======== ESTRATTO SCELTO ========

Del 2002 è anche Eclats d’Orphée, in cui si smonta uno spettacolo teatrale, fotografandolo in ogni fase, da ogni angolo, seguendo, vedendo, scoprendo. L’avvenimento esiste in quanto tale, gesti e persone non hanno significato, non ne hanno bisogno. È un’opera breve, non risolta, prosegue il discorso, ma senza colpire, senza andare a segno.


Le Reve éveillé, del 2003, è un’intervista a Colette Aboulker Muscat sul’importanza dei sogni nel trattamento di un problema, o di una malattia. Ancora più introvabile. Ed infine, 2008, Battements Solaires; il film si apre con l’immagine pura, senza concessioni, c’è del rumore visivo, e si lavora sulla sovrapposizione, come sempre, come Bokanowski ha sempre fatto. L’immagine viene distrutta e poi ricostruita, dal ritorno di questa rimangono schegge, frammenti, attimi. Ogni fotogramma è visione, espressione di quello che il regista ricerca, con costanza e desiderio di esplorazione; il tema è puramente visivo e le scene pazzesche non mancano, i fuochi d’artificio su tutto, il gioco di ombre e di luci. La musica è minimale, estremamente minimale, quasi assente.

======== DATI IN ESAME ========

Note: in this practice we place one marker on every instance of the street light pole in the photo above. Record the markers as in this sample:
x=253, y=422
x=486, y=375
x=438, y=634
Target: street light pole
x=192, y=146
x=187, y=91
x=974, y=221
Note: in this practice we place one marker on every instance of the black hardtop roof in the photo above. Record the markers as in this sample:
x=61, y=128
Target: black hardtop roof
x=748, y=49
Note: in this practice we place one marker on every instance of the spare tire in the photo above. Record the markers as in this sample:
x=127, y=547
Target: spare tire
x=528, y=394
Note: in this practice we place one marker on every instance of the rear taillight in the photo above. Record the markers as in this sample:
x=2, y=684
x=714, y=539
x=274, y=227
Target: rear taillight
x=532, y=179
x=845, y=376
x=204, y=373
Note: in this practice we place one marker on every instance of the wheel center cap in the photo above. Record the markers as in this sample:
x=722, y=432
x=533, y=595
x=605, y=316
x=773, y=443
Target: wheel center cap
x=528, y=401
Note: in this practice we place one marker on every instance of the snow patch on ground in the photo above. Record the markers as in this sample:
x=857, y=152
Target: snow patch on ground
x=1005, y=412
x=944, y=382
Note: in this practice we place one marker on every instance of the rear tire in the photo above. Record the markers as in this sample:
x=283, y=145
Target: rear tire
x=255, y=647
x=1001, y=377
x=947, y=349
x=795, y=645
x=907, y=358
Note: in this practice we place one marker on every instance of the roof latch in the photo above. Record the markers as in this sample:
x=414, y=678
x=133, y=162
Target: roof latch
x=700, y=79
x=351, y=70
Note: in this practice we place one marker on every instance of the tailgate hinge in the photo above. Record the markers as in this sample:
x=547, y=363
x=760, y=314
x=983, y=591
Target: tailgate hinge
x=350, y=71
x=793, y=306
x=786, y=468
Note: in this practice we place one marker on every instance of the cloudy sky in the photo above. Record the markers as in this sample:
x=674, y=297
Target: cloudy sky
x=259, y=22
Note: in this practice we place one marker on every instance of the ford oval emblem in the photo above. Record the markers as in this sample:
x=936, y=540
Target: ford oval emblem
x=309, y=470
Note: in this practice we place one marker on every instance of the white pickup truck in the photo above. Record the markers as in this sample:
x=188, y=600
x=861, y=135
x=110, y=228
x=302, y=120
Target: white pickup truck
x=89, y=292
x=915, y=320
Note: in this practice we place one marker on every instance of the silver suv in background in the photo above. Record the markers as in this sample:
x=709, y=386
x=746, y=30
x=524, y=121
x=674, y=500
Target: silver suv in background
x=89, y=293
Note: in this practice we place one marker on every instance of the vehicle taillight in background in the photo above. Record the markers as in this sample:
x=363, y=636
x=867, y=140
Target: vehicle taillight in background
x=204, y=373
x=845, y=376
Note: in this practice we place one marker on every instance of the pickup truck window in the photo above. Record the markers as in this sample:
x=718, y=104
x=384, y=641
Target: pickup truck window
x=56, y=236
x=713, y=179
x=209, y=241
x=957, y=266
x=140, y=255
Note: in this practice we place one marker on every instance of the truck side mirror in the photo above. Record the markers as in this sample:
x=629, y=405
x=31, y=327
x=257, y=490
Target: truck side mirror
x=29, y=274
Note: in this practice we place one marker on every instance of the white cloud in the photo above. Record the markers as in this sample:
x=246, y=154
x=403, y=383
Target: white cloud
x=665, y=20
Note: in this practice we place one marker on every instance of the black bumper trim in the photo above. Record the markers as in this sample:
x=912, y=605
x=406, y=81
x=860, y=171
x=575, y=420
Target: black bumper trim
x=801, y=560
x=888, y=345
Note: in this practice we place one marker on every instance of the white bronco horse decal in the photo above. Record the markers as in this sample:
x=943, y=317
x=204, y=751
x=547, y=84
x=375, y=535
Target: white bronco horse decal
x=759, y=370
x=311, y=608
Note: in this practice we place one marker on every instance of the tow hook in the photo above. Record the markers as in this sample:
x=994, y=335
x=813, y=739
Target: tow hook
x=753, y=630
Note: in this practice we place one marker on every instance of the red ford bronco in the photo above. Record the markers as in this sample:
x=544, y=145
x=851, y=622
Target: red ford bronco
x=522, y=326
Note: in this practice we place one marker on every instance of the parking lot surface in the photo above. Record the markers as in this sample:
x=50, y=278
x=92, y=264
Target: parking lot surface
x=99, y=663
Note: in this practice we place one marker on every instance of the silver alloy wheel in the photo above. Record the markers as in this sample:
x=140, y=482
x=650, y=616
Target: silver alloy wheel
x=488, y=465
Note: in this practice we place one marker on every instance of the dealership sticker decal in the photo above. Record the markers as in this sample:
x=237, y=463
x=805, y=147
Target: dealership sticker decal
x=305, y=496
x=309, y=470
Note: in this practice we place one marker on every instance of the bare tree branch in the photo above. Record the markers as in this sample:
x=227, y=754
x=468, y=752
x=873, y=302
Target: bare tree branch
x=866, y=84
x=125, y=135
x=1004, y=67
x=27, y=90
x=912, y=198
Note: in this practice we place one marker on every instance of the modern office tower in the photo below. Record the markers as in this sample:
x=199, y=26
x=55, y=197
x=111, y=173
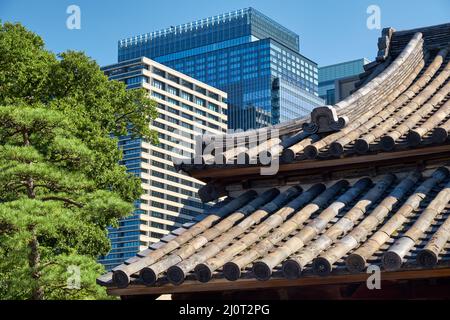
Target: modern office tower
x=337, y=80
x=244, y=53
x=186, y=107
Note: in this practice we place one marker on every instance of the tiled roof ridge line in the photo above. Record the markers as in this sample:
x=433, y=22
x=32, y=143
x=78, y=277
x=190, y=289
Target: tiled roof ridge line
x=306, y=233
x=342, y=226
x=341, y=247
x=149, y=274
x=122, y=273
x=357, y=261
x=378, y=80
x=393, y=258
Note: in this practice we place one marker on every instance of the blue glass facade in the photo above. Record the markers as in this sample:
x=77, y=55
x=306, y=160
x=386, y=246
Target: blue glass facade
x=243, y=53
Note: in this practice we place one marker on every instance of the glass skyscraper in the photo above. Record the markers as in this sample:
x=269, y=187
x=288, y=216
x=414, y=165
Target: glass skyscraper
x=186, y=107
x=244, y=53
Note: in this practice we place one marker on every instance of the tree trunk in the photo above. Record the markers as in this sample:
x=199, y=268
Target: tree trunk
x=34, y=259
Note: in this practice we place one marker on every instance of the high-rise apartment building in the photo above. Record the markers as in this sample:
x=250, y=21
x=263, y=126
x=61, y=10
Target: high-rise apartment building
x=186, y=107
x=244, y=53
x=337, y=80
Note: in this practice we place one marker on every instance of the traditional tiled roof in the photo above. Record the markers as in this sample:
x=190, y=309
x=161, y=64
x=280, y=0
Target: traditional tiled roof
x=326, y=218
x=397, y=222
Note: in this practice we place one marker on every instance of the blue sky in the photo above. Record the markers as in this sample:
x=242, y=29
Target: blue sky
x=330, y=31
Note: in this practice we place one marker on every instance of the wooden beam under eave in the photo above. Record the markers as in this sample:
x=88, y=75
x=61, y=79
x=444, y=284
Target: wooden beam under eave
x=380, y=159
x=246, y=284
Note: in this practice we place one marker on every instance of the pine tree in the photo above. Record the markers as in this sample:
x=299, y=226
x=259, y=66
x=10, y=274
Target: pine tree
x=60, y=181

========

ESERCIZIO A.
Secondo l'estratto sui film di Bokanowski, in che anno è uscito Battements Solaires?
ESERCIZIO B.
Per favore, prosegui l'estratto sui film di Bokanowski a partire dalla sua ultima frase.
Le voci non hanno alcun legame con l'estratto sui film di Bokanowski.

RISPOSTA A.
Nel 2008.

RISPOSTA B.
Le Reve del 2014 è l’ultima opera di questo sperimentatore, scultore di suoni (insieme alla moglie) ed immagini, il cui desiderio espressivo, dipingere la fotografia, non si è mai placato nel corso degli anni, e la cui importanza, nella storia del cinema sperimentale (e non solo), risalta proprio in virtù della sua perseveranza.

Consigliati:
La femme qui se poudre (assolutamente)
Dejeuner du matin
L'ange
La plage
Flammes (a me, concettualmente, è piaciuto molto)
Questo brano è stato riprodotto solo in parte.